WHAT IS NEEDED
Reproduce the lines from the one containing "like [803, 70]." through the end of the data, swapping "background" for "backdrop" wherever it occurs and leaving everything else unchanged.

Dataset items:
----------------------------------------
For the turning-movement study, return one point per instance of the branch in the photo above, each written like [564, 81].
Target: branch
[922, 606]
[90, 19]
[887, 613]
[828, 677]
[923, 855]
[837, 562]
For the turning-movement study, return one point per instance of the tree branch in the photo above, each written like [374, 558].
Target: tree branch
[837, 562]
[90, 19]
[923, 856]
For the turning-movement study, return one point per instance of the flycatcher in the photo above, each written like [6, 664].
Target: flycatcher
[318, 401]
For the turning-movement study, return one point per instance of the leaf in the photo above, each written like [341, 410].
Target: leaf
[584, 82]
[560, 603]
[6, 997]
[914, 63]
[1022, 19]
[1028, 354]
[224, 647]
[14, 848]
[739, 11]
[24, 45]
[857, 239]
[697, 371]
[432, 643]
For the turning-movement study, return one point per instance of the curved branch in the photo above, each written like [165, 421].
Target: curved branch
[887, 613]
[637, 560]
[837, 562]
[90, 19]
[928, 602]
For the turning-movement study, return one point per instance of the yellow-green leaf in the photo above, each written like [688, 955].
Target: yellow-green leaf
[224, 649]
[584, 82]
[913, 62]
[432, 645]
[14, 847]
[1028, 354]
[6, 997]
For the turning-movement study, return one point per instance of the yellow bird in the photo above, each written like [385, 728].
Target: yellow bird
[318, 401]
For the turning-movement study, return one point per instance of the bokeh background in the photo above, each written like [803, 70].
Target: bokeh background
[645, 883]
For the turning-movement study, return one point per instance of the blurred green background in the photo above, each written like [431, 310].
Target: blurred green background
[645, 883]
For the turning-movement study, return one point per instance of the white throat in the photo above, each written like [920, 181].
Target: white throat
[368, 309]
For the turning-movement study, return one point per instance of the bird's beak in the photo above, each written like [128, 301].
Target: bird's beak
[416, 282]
----------------------------------------
FULL ANSWER
For the turning-movement study, return one point per instance of the bokeh backdrop in the photo above, each written like [803, 70].
Target: bokeh backdrop
[645, 883]
For the turning-movement study, return one point per instance of the blurred green backdrop in the photo above, each written like [431, 310].
Target: blurred green backdrop
[645, 883]
For the turning-movement study, return one point per instance of the white throat in the photo above, each written like [920, 181].
Target: white throat
[368, 309]
For the turning-movement study, return one point per instance of the bird's beak in the photo above, each written like [128, 301].
Target: bird's beak
[416, 282]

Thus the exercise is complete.